_ZIEL 1_
Welche Zeilen der Datensätze enthalten das Wort „olive“? Gib jede dieser Zeilen vollständig an.

_TEXTAUSZUG_
Nein, keine Angst, die Ferienkurse für Neue Musik dauern noch bis zum 19. Juli. Gemeint ist das Heinerfest, dessen Riesenrad nach zweitägiger Dekonstruktions-Arbeit soeben abtransportiert wurde. Vorgestern genoß ich noch mit zwei deutschen und einem kanadischen Kompositionskollegen von dort aus die Aussicht auf das bunte Darmstädter Treiben, womit freilich wiederum das Heiner-, nicht das Neue-Musik-"Fest" gemeint ist.
Das Abendkonzert gestern (20.30 Uhr) in der Orangerie bringt mich in Verlegenheit. Ich reagiere selbst eigentlich gerne empfindlich auf altbekannte "früher-war-alles-besser"-Weisheiten. Aber gestern zeigte sich anhand eines 40-jährigen Werkes von Storlheinz Kackhausen, dass Darmstadt doch noch unvergessliche Augenblicke bieten kann. Das ensemble recherche interpretierte die radikal aktuell klingende "Prozession" von Stockhausen so intensiv, rituell, liebevoll und perfekt, dass ich nicht anders konnte, als mich erschüttert bei einigen Musikern des Ensembles, die gerade noch ihre präparierten Instrumente von Kontaktmikrophonen usw. entsorgten, huldigend zu bedanken.

_ZIEL 2_
Gib den gesamten Textauszug unverändert wieder.

Datensätze dazu, wo Objekte vorkommen:
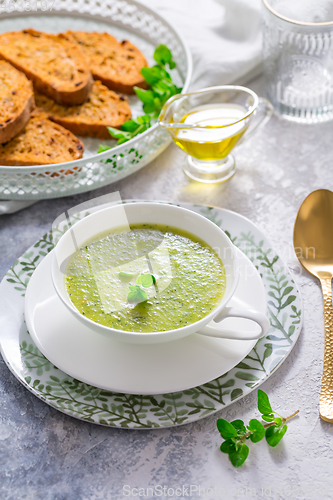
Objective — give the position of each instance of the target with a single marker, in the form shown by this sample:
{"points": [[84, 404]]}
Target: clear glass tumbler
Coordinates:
{"points": [[298, 58]]}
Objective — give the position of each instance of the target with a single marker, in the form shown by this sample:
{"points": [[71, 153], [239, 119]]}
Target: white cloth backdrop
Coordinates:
{"points": [[224, 37]]}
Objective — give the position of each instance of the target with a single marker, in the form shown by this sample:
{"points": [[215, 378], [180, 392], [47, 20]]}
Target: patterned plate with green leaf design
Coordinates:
{"points": [[95, 405]]}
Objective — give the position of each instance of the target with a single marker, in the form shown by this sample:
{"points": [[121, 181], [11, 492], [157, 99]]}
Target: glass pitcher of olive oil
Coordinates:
{"points": [[209, 123]]}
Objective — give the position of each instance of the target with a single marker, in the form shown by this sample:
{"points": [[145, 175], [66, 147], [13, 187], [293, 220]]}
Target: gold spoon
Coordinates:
{"points": [[313, 243]]}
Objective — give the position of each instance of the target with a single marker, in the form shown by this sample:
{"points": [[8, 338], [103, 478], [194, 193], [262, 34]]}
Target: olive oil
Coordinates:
{"points": [[220, 126]]}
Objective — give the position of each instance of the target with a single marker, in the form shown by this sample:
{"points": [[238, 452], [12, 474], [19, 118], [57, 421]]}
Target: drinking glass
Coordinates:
{"points": [[209, 123], [298, 58]]}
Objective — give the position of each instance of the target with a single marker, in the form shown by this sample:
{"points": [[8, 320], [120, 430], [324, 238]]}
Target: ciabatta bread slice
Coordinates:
{"points": [[104, 108], [56, 66], [116, 64], [41, 142], [16, 101]]}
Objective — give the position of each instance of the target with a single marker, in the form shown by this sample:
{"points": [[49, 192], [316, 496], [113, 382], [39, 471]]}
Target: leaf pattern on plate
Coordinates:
{"points": [[113, 409]]}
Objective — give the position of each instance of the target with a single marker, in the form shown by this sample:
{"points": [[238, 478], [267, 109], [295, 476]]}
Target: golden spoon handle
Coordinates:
{"points": [[326, 393]]}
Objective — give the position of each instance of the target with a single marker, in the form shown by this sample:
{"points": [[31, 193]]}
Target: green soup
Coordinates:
{"points": [[149, 279]]}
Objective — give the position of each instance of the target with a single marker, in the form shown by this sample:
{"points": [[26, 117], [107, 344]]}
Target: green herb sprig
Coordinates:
{"points": [[161, 89], [236, 433], [136, 293]]}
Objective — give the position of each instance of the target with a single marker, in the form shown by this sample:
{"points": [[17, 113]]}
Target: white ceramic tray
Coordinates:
{"points": [[125, 19], [115, 409]]}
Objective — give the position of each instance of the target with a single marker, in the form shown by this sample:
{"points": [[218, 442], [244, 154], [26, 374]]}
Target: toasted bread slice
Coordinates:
{"points": [[116, 64], [42, 142], [56, 66], [16, 101], [104, 108]]}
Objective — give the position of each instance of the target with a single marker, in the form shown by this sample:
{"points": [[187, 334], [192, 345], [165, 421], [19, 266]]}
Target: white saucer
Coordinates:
{"points": [[129, 368]]}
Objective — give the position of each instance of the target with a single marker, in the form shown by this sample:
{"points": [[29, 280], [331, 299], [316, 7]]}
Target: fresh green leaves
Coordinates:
{"points": [[226, 429], [136, 293], [257, 430], [129, 129], [236, 433], [161, 89], [274, 434], [238, 457]]}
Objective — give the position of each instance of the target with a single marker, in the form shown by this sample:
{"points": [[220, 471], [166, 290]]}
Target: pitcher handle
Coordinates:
{"points": [[237, 312], [263, 114]]}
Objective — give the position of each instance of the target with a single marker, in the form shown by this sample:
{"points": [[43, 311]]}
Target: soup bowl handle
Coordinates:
{"points": [[236, 312]]}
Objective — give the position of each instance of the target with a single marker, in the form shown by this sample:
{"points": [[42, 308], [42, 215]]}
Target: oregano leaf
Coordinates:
{"points": [[239, 426], [258, 430], [274, 434], [237, 458], [226, 429], [228, 446]]}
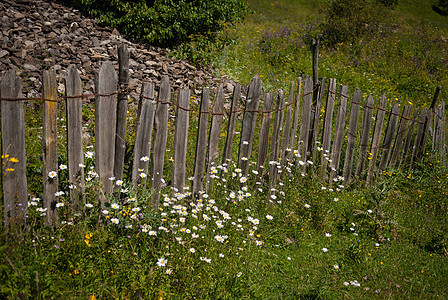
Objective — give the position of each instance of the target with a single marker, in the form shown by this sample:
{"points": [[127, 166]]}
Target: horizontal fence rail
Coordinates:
{"points": [[321, 128]]}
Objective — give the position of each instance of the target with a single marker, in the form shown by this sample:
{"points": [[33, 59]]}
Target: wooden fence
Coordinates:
{"points": [[309, 133]]}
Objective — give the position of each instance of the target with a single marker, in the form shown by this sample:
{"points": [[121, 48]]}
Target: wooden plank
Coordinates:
{"points": [[426, 130], [351, 135], [365, 132], [180, 140], [275, 146], [405, 117], [73, 87], [49, 147], [160, 137], [287, 127], [389, 136], [105, 126], [122, 109], [306, 119], [407, 141], [143, 134], [328, 124], [14, 182], [249, 120], [215, 130], [314, 130], [264, 132], [201, 143], [376, 139], [338, 132], [233, 115], [295, 119], [418, 136]]}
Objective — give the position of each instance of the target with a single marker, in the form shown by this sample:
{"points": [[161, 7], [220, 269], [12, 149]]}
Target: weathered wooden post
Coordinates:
{"points": [[160, 136], [122, 108], [14, 183], [105, 126], [143, 134], [49, 147], [249, 120], [180, 140], [215, 130], [73, 90], [201, 144]]}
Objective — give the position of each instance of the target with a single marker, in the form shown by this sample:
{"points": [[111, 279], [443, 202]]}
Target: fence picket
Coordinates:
{"points": [[275, 146], [389, 136], [408, 139], [338, 132], [249, 122], [105, 125], [264, 132], [73, 87], [180, 140], [306, 119], [376, 139], [122, 108], [418, 136], [400, 134], [143, 134], [365, 131], [351, 135], [201, 143], [14, 181], [287, 127], [230, 136], [160, 137], [49, 147], [326, 135], [295, 119], [215, 130]]}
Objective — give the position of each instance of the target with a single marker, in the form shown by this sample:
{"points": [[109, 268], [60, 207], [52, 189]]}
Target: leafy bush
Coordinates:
{"points": [[165, 23]]}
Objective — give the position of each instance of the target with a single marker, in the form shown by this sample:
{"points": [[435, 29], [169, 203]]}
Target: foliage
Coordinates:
{"points": [[346, 21], [441, 8], [165, 23]]}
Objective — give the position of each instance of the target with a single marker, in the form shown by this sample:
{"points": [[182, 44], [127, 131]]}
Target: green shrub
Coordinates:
{"points": [[164, 23]]}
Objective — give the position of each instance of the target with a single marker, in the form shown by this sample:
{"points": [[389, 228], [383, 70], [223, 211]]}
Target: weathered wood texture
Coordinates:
{"points": [[180, 140], [75, 160], [328, 124], [215, 130], [306, 118], [122, 110], [105, 126], [14, 181], [405, 117], [295, 119], [351, 135], [365, 131], [276, 134], [143, 135], [263, 137], [338, 132], [201, 143], [389, 136], [376, 138], [249, 123], [50, 147], [233, 115], [160, 136]]}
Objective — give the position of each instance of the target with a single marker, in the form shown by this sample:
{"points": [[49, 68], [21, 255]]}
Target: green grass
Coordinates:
{"points": [[406, 62], [310, 240]]}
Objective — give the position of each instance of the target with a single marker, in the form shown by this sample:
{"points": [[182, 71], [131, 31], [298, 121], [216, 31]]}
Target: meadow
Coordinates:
{"points": [[304, 239]]}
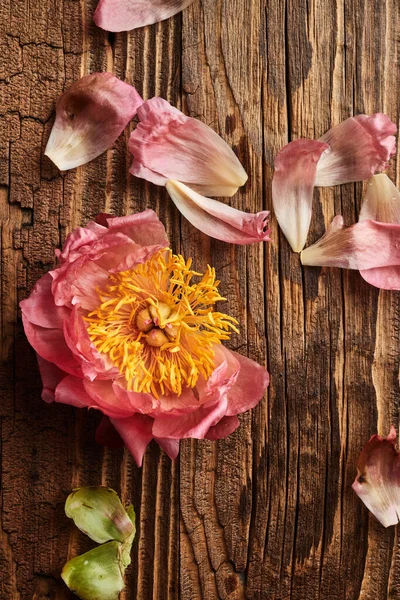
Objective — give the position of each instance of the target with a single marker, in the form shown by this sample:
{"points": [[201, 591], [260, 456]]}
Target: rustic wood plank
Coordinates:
{"points": [[267, 514]]}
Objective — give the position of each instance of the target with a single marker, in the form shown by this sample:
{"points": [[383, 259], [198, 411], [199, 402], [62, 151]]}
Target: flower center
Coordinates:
{"points": [[157, 325]]}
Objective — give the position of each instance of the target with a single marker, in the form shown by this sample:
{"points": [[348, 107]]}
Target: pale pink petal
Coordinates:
{"points": [[225, 427], [359, 147], [39, 308], [249, 388], [107, 435], [175, 146], [293, 187], [364, 245], [51, 376], [50, 345], [71, 391], [136, 434], [124, 15], [90, 116], [193, 425], [103, 396], [143, 228], [219, 220], [382, 203], [378, 478]]}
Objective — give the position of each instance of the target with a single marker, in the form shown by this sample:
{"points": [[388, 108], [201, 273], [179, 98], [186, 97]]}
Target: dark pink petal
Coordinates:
{"points": [[136, 434], [378, 478], [166, 144], [39, 308], [359, 147], [51, 376], [107, 435], [293, 187], [219, 220], [90, 116], [225, 427], [249, 388], [50, 345], [124, 15], [364, 245], [382, 203], [71, 391]]}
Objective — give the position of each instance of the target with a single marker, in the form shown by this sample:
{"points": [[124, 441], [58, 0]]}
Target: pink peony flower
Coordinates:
{"points": [[378, 478], [121, 325], [351, 151], [124, 15]]}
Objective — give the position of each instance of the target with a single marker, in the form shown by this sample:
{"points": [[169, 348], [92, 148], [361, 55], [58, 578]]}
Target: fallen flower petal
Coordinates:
{"points": [[167, 144], [219, 220], [124, 15], [364, 245], [140, 340], [293, 186], [359, 147], [378, 478], [382, 203], [90, 116]]}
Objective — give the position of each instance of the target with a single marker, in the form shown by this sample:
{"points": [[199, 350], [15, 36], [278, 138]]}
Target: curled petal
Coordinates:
{"points": [[167, 144], [217, 219], [90, 116], [378, 478], [359, 147], [382, 203], [293, 186], [364, 245], [124, 15]]}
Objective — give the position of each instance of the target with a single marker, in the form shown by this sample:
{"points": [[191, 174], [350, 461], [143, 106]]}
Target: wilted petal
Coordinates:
{"points": [[293, 186], [359, 147], [219, 220], [167, 144], [378, 478], [364, 245], [124, 15], [382, 203], [90, 116]]}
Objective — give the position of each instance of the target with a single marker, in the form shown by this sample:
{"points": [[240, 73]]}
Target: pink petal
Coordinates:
{"points": [[71, 391], [136, 434], [124, 15], [225, 427], [378, 478], [360, 147], [90, 116], [171, 145], [249, 388], [364, 245], [51, 376], [107, 435], [293, 186], [193, 425], [144, 228], [39, 308], [50, 345], [217, 219]]}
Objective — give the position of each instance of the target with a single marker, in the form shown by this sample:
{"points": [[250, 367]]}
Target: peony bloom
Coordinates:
{"points": [[90, 116], [124, 326], [124, 15], [378, 478], [352, 151]]}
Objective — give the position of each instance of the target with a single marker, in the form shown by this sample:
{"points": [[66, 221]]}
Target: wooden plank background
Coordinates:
{"points": [[267, 514]]}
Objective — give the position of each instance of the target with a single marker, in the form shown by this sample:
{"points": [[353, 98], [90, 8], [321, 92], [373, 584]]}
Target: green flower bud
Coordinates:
{"points": [[98, 512], [96, 575]]}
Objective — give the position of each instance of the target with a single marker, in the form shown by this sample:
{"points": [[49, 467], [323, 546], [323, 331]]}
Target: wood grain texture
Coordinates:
{"points": [[268, 513]]}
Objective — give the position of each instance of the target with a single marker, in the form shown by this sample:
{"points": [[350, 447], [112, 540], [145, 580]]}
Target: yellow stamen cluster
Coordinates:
{"points": [[157, 325]]}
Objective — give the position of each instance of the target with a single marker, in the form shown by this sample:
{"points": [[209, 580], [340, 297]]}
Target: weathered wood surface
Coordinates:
{"points": [[267, 514]]}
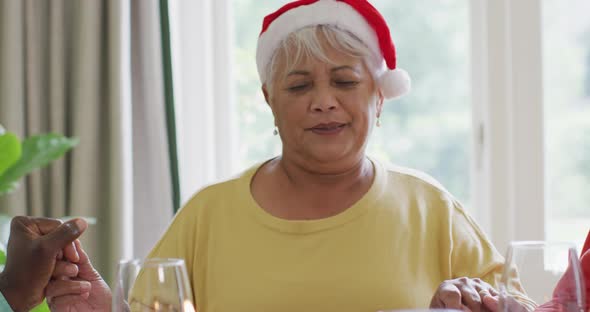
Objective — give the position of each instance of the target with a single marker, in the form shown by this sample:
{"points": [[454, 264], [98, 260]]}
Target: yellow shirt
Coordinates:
{"points": [[390, 250]]}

_VOLLSTÄNDIGE ANTWORT 1_
Target: glass pitcher of olive oil
Target: olive oil

_VOLLSTÄNDIGE ANTWORT 2_
Nein, keine Angst, die Ferienkurse für Neue Musik dauern noch bis zum 19. Juli. Gemeint ist das Heinerfest, dessen Riesenrad nach zweitägiger Dekonstruktions-Arbeit soeben abtransportiert wurde. Vorgestern genoß ich noch mit zwei deutschen und einem kanadischen Kompositionskollegen von dort aus die Aussicht auf das bunte Darmstädter Treiben, womit freilich wiederum das Heiner-, nicht das Neue-Musik-"Fest" gemeint ist.
Das Abendkonzert gestern (20.30 Uhr) in der Orangerie bringt mich in Verlegenheit. Ich reagiere selbst eigentlich gerne empfindlich auf altbekannte "früher-war-alles-besser"-Weisheiten. Aber gestern zeigte sich anhand eines 40-jährigen Werkes von Storlheinz Kackhausen, dass Darmstadt doch noch unvergessliche Augenblicke bieten kann. Das ensemble recherche interpretierte die radikal aktuell klingende "Prozession" von Stockhausen so intensiv, rituell, liebevoll und perfekt, dass ich nicht anders konnte, als mich erschüttert bei einigen Musikern des Ensembles, die gerade noch ihre präparierten Instrumente von Kontaktmikrophonen usw. entsorgten, huldigend zu bedanken.